- [PASSAGE GIVEN]:
--------------------------------------------------

Ana Cecilia Dinerstein, University of Bath and Lucía Cirmi Obón, National University of Quilmes for The Conversation
“Nothing will stop us now!” These were the words of the excited and emotional activists when Argentina’s parliament voted narrowly (129 votes to 125) to decriminalise abortion. The National Congress in Buenos Aires was surrounded by women wearing green scarves around their necks, heads and wrists. Since 2005 this has been the symbol of their campaign. It represents life and hope and evokes memories of the Mothers of Plaza de Mayo – a group of women whose children disappeared under the dictatorship in Argentina during the 1970s and 1980s.
It was in fact the president, Mauricio Macri, leader of a centre-right government who, under the pressure of feminist and social activists, suggested opening the abortion debate in his inaugural speech to parliament. Despite pressure from religious groups, he had to recognise that there was an increasing social awareness about abortion. Feminist groups were showing politicians that women and society were ready for a change.
Under the current regulations, women cannot have a legal abortion in Argentina. Exceptions are only very rarely considered in the case of rape or risk to the health of the woman. Even then, the ultimate decision lies with health professionals – and they can refuse to perform a procedure on the grounds of religious belief. Every year, hundreds of pregnant women die in Argentina because abortion is criminalised.
Clandestine abortion is the main cause of maternal mortality. According to the Ministry of Health in Argentina, there are 500,000 illegal interventions per year. In 2016, there were 245 maternal deaths, 43 of which were produced by illegal abortions. This was an urgent public health matter. Criminalising abortion has not stopped abortions from taking place. It has only increased the risk of self-harm and death.
Women spoke, parliament listened
This vote was preceded by weeks of discussions and presentations from experts, activists, politicians and the public to parliamentarians so that they could make an informed decision. The representatives went on to have hours of intense debate before passing the new law. This will legalise elective abortion in the first 14 weeks of pregnancy and in longer periods in situations that entail health risks to the pregnant person or in the case of rape.
There have been six previous attempts at passing this legislation. This time, the campaign group presented a petition to parliament, gathering signatures from 71 MPs from different political affiliations – enough to ensure that the matter would be debated in parliament.

--------------------------------------------------

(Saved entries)

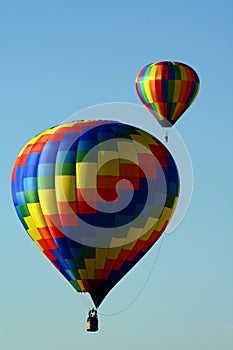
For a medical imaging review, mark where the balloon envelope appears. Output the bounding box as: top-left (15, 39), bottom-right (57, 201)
top-left (136, 61), bottom-right (200, 127)
top-left (12, 121), bottom-right (179, 307)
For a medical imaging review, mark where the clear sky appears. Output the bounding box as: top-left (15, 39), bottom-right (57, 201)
top-left (0, 0), bottom-right (233, 350)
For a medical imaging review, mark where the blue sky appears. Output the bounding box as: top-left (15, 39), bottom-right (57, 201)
top-left (0, 0), bottom-right (233, 350)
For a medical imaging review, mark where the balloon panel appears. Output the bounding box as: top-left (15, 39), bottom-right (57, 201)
top-left (136, 61), bottom-right (199, 126)
top-left (12, 121), bottom-right (179, 306)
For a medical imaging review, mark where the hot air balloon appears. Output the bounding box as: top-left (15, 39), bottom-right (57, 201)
top-left (136, 61), bottom-right (200, 127)
top-left (12, 121), bottom-right (179, 328)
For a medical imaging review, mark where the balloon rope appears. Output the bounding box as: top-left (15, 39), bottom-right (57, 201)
top-left (98, 234), bottom-right (165, 316)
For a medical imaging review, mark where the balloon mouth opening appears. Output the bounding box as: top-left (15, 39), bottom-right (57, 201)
top-left (158, 119), bottom-right (174, 128)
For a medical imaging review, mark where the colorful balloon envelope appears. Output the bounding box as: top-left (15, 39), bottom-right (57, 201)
top-left (136, 61), bottom-right (200, 127)
top-left (12, 121), bottom-right (179, 307)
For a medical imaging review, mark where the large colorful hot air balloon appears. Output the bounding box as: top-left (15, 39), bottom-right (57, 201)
top-left (12, 121), bottom-right (179, 307)
top-left (136, 61), bottom-right (200, 127)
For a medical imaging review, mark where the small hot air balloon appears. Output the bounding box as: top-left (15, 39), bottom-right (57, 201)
top-left (136, 61), bottom-right (200, 127)
top-left (12, 121), bottom-right (179, 328)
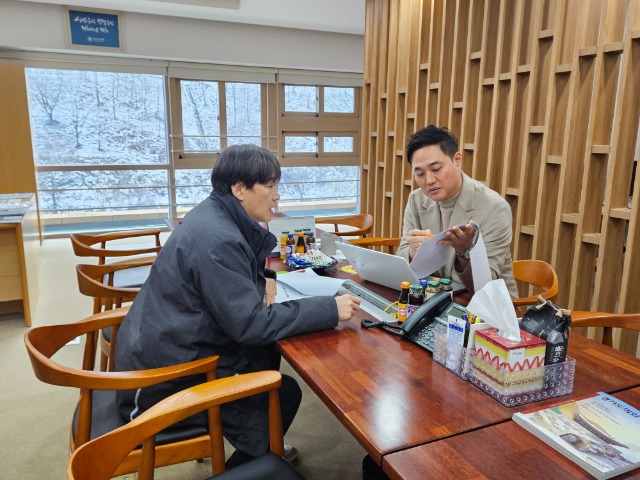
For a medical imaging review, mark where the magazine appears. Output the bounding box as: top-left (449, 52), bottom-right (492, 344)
top-left (513, 392), bottom-right (640, 479)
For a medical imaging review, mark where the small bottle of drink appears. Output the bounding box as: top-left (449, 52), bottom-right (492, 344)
top-left (398, 282), bottom-right (411, 322)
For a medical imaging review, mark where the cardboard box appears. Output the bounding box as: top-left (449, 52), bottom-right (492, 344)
top-left (472, 328), bottom-right (546, 395)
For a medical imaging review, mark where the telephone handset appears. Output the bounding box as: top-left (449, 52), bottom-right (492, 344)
top-left (400, 292), bottom-right (453, 338)
top-left (361, 292), bottom-right (455, 352)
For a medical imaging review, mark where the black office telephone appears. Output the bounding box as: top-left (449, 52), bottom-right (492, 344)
top-left (361, 292), bottom-right (461, 352)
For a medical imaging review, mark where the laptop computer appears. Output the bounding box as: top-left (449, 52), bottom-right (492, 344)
top-left (336, 242), bottom-right (466, 293)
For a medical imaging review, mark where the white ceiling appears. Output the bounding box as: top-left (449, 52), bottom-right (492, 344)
top-left (20, 0), bottom-right (365, 35)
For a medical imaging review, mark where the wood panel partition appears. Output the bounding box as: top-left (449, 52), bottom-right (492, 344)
top-left (361, 0), bottom-right (640, 355)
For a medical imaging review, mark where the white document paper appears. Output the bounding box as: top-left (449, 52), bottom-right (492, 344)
top-left (276, 268), bottom-right (344, 302)
top-left (411, 230), bottom-right (451, 278)
top-left (411, 224), bottom-right (491, 292)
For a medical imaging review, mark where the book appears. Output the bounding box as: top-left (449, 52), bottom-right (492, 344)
top-left (513, 392), bottom-right (640, 479)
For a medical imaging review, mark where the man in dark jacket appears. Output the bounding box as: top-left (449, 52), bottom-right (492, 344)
top-left (115, 145), bottom-right (360, 466)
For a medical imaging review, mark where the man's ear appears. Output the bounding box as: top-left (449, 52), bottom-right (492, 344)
top-left (453, 152), bottom-right (462, 170)
top-left (231, 182), bottom-right (247, 202)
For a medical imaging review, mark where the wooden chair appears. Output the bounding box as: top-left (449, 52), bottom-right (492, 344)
top-left (69, 229), bottom-right (162, 265)
top-left (349, 237), bottom-right (401, 255)
top-left (571, 310), bottom-right (640, 347)
top-left (513, 260), bottom-right (558, 307)
top-left (69, 229), bottom-right (162, 288)
top-left (316, 213), bottom-right (373, 237)
top-left (24, 308), bottom-right (218, 475)
top-left (67, 370), bottom-right (302, 480)
top-left (76, 257), bottom-right (154, 372)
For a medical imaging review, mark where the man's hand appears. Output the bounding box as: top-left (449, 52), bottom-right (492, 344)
top-left (336, 295), bottom-right (360, 322)
top-left (264, 278), bottom-right (278, 307)
top-left (438, 221), bottom-right (478, 253)
top-left (407, 228), bottom-right (433, 259)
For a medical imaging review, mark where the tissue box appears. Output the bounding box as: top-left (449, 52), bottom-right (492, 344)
top-left (472, 328), bottom-right (546, 396)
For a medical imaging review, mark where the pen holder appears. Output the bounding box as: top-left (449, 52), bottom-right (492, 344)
top-left (433, 324), bottom-right (471, 380)
top-left (469, 352), bottom-right (576, 407)
top-left (433, 323), bottom-right (490, 380)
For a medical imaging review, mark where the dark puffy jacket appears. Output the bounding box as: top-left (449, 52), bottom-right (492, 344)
top-left (115, 193), bottom-right (338, 455)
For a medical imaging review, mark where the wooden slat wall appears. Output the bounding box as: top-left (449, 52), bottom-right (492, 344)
top-left (362, 0), bottom-right (640, 354)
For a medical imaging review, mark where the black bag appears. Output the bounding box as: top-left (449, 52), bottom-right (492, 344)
top-left (520, 296), bottom-right (571, 365)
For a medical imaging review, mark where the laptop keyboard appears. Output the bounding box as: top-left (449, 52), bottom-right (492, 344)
top-left (338, 280), bottom-right (398, 322)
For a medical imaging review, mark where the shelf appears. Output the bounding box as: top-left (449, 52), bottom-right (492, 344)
top-left (602, 42), bottom-right (624, 53)
top-left (591, 145), bottom-right (611, 155)
top-left (560, 213), bottom-right (580, 225)
top-left (581, 233), bottom-right (602, 245)
top-left (578, 46), bottom-right (598, 57)
top-left (538, 28), bottom-right (554, 40)
top-left (556, 63), bottom-right (573, 73)
top-left (609, 207), bottom-right (631, 220)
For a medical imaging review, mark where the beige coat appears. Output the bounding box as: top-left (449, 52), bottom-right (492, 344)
top-left (397, 173), bottom-right (518, 298)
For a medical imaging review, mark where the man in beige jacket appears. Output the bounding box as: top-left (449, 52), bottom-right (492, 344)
top-left (397, 125), bottom-right (518, 298)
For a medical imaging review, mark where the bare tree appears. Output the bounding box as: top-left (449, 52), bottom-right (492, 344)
top-left (29, 71), bottom-right (63, 125)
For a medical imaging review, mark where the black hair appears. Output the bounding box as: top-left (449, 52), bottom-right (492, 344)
top-left (211, 144), bottom-right (282, 194)
top-left (407, 125), bottom-right (458, 165)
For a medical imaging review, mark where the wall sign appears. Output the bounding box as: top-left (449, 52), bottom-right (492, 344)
top-left (67, 9), bottom-right (122, 49)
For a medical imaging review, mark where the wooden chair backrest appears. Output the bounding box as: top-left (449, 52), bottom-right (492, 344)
top-left (349, 237), bottom-right (401, 255)
top-left (76, 257), bottom-right (154, 314)
top-left (316, 213), bottom-right (373, 237)
top-left (69, 229), bottom-right (162, 265)
top-left (24, 308), bottom-right (218, 462)
top-left (68, 370), bottom-right (284, 480)
top-left (513, 260), bottom-right (558, 307)
top-left (571, 310), bottom-right (640, 347)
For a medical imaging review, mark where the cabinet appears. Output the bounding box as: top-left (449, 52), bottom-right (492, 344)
top-left (0, 193), bottom-right (40, 327)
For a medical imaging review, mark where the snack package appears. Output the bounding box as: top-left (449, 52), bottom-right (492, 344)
top-left (520, 297), bottom-right (571, 365)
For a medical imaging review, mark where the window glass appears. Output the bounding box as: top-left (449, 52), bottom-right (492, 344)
top-left (284, 135), bottom-right (318, 153)
top-left (176, 168), bottom-right (211, 206)
top-left (284, 85), bottom-right (318, 113)
top-left (324, 87), bottom-right (355, 113)
top-left (278, 166), bottom-right (360, 207)
top-left (323, 137), bottom-right (353, 153)
top-left (26, 68), bottom-right (168, 166)
top-left (225, 82), bottom-right (262, 145)
top-left (180, 80), bottom-right (220, 152)
top-left (37, 170), bottom-right (169, 214)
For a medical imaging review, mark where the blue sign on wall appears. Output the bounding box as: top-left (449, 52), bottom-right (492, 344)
top-left (69, 10), bottom-right (120, 48)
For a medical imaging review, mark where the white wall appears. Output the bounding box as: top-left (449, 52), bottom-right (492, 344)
top-left (0, 0), bottom-right (364, 73)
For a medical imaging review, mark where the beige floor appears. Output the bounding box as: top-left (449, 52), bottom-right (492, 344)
top-left (0, 238), bottom-right (365, 480)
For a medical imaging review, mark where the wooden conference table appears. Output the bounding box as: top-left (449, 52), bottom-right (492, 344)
top-left (268, 258), bottom-right (640, 478)
top-left (383, 388), bottom-right (640, 480)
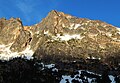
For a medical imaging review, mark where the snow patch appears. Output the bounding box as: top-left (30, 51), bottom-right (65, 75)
top-left (69, 23), bottom-right (81, 29)
top-left (0, 44), bottom-right (33, 60)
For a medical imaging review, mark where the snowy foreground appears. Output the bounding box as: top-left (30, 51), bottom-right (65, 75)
top-left (0, 44), bottom-right (115, 83)
top-left (45, 64), bottom-right (116, 83)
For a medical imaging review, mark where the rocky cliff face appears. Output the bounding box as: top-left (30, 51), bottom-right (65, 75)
top-left (0, 10), bottom-right (120, 61)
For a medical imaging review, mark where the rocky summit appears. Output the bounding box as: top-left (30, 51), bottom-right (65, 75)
top-left (0, 10), bottom-right (120, 63)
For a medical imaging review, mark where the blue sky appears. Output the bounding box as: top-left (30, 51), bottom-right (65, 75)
top-left (0, 0), bottom-right (120, 27)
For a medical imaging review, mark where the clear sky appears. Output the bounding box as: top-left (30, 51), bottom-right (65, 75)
top-left (0, 0), bottom-right (120, 27)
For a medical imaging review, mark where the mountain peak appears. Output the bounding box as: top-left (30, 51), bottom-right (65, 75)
top-left (0, 10), bottom-right (120, 66)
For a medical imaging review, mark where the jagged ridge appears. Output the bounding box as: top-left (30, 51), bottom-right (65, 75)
top-left (0, 10), bottom-right (120, 61)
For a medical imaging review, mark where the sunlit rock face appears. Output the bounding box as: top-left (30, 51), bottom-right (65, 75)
top-left (0, 10), bottom-right (120, 61)
top-left (34, 11), bottom-right (120, 61)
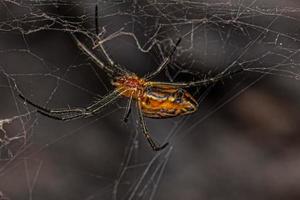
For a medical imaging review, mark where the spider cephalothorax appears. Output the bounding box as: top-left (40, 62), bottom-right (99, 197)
top-left (19, 6), bottom-right (243, 151)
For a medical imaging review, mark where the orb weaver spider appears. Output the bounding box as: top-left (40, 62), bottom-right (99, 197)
top-left (19, 6), bottom-right (243, 151)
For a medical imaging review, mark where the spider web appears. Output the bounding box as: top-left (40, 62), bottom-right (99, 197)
top-left (0, 0), bottom-right (300, 200)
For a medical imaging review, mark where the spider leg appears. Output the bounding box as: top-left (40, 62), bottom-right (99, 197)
top-left (123, 92), bottom-right (132, 123)
top-left (19, 90), bottom-right (122, 121)
top-left (145, 38), bottom-right (181, 80)
top-left (93, 4), bottom-right (128, 73)
top-left (147, 68), bottom-right (245, 88)
top-left (137, 100), bottom-right (169, 151)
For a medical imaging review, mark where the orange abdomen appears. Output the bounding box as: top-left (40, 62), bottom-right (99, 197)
top-left (141, 87), bottom-right (198, 118)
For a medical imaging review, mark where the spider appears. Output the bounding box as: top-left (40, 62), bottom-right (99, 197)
top-left (19, 6), bottom-right (243, 151)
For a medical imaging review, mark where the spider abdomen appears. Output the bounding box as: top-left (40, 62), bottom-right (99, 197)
top-left (140, 86), bottom-right (198, 118)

--------------------------------------------------

- [STATED GOAL A]: According to the article on Argentina's abortion vote, since what year have green scarves been the symbol of the campaign?
- [STATED GOAL B]: Pick up the article on Argentina's abortion vote right after its last sentence and keep writing.

- [FINAL ANSWER A]: Since 2005.

- [FINAL ANSWER B]:
But the real victory belongs to the massive push from women’s rights activists. They organised and rallied against “femicide” (femicidio) in demonstrations, celebrations and speeches. Like an unstoppable green tide, women’s presence in the streets began to take shape and volume. They became a collective voice that could not be stopped. In a short period of time, the activists turned abortion into a national issue. Women became the main protagonists of their own destiny rather than having to submit to the judgement of the Catholic Church. and religious groups when it comes to their reproductive rights.
The three clear goals of the campaign were reasonable and inspirational. As a counter to the old-fashioned fundamentalism of right-wing religious groups, which make obsolete patriarchal arguments about women’s roles, the campaign argued that women should receive sexual education to help them decide on their own reproductive health – which is crucial for young people to be able to understand their bodies. It also called for contraceptives to be made more readily available to avoid abortion in the first place and for abortion to be a possibility when the other two fail.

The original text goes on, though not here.